_Exercise_:
Would you transcribe the line that holds "Query: tire hanging on dock" and all the lines below it, through the final one, exactly and with nothing else?

Recorded data
──────

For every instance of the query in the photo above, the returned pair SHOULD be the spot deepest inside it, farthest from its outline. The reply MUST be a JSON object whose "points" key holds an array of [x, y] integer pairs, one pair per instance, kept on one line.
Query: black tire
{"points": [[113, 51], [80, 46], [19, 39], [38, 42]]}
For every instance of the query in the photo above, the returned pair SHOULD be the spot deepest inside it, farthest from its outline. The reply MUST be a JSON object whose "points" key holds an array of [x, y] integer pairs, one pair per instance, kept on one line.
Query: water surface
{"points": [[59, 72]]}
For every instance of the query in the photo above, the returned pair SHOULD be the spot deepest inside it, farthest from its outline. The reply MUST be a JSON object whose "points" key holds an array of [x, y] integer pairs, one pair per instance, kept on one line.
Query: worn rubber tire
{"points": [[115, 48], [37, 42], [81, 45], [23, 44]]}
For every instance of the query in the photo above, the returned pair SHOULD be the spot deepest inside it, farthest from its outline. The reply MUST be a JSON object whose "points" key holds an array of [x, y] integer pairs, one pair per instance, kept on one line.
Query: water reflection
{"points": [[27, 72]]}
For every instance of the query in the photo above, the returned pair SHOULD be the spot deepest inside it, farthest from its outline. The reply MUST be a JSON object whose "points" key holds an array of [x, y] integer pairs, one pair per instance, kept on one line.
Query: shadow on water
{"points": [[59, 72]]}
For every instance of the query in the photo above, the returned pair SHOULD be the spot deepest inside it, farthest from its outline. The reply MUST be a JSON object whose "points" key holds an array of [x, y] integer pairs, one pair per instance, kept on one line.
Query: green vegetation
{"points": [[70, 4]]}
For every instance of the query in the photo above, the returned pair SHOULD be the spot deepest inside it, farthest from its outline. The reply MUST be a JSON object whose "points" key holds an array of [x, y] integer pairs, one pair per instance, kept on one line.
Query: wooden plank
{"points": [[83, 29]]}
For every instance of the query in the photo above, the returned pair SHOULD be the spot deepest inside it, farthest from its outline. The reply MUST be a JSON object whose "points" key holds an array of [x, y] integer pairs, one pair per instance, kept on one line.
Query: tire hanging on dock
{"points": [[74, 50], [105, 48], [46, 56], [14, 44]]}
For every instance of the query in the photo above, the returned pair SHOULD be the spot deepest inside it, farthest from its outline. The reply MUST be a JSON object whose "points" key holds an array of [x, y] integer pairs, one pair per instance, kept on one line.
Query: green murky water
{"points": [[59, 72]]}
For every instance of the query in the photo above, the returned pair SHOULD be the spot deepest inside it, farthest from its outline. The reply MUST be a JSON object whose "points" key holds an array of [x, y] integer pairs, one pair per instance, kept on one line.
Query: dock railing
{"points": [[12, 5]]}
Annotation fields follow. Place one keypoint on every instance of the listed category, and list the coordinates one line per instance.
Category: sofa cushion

──────

_Exercise output_:
Query: tire hanging on dock
{"points": [[74, 50], [105, 48], [46, 56], [14, 44]]}
For every instance of the query in the photo above, the returned pair SHOULD be the spot deepest inside it, farthest from its outline. The reply MUST be a JSON object whose "points" key holds an array of [x, y] integer pairs, one pair per instance, kept on one line.
Query: green murky water
{"points": [[59, 72]]}
For every instance of the query in the photo above, the returned pair SHOULD be the spot deepest inside it, farthest from its outline. The reply MUST be a JSON object whose "points" key holds an array of [x, y] integer pairs, one pair per instance, kept on one line.
Query: dock railing
{"points": [[12, 5]]}
Annotation fields follow. Place one keypoint on every instance of the listed category, and list the coordinates one line per instance.
Category: sofa cushion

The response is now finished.